(Activity): Say whether each statement agrees with the document excerpt, answering yes or no and quoting the exact words of the excerpt that settle it. 1. The acquisition of Bonson was completed on January 20, 2002. 2. The Company paid for the Bonson shares entirely in cash. 3. After the acquisition, Bonson became a wholly-owned subsidiary of the Company.

(Document excerpt):
________________

SHARE PURCHASE AGREEMENT

AsiaInfo Holdings, Inc. (the "Company") completed its acquisition of Bonson
Information Technology Limited ("Bonson") on February 6, 2002. Pursuant to a
Share Purchase Agreement (the "Agreement") dated as of January 20, 2002 by and
among the Company, Bonson and the shareholders of Bonson (the "Sellers"), the
Company agreed to purchase all of the outstanding shares of Bonson for a
combination of cash and stock of the Company valued at approximately $47.3
million.

The acquisition of Bonson by the Company was the culmination of several months
of planning, due diligence and the negotiation of definitive terms and
conditions. Upon the effective date of the acquisition, Bonson became a
wholly-owned subsidiary of the Company.

________________

(Data listing):

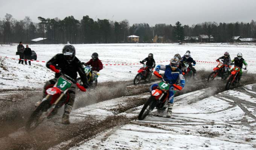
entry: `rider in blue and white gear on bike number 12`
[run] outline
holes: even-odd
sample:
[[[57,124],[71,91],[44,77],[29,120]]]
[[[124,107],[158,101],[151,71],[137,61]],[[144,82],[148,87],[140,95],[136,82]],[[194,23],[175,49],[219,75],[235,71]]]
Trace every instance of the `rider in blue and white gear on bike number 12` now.
[[[177,80],[180,80],[180,86],[184,88],[185,86],[185,79],[182,75],[182,71],[178,68],[179,66],[179,59],[177,57],[174,57],[171,59],[171,63],[169,65],[157,65],[155,67],[155,71],[159,72],[160,70],[165,71],[165,74],[163,76],[163,79],[165,81],[169,81],[170,84],[175,84]],[[157,88],[157,84],[153,84],[151,86],[151,91]],[[168,110],[167,110],[167,117],[171,117],[172,115],[172,107],[173,107],[173,101],[174,101],[174,87],[170,86],[169,89],[169,97],[168,97]]]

________________

(Solution to the problem):
1. No: "completed its acquisition of Bonson Information Technology Limited ("Bonson") on February 6, 2002"
2. No: "for a combination of cash and stock of the Company"
3. Yes: "Bonson became a wholly-owned subsidiary of the Company"